INSTRUCTION -
Rewrite every line of the listing below, requests included, and offset each coordinate value in the answers by adding 114.

###

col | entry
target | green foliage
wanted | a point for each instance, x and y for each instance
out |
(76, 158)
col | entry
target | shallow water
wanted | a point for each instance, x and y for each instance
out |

###

EXERCISE OUTPUT -
col | entry
target | green foliage
wanted | a point for each instance, x and y for each instance
out |
(190, 272)
col | entry
target | shallow water
wanted | a point for each instance, x and y for each instance
out |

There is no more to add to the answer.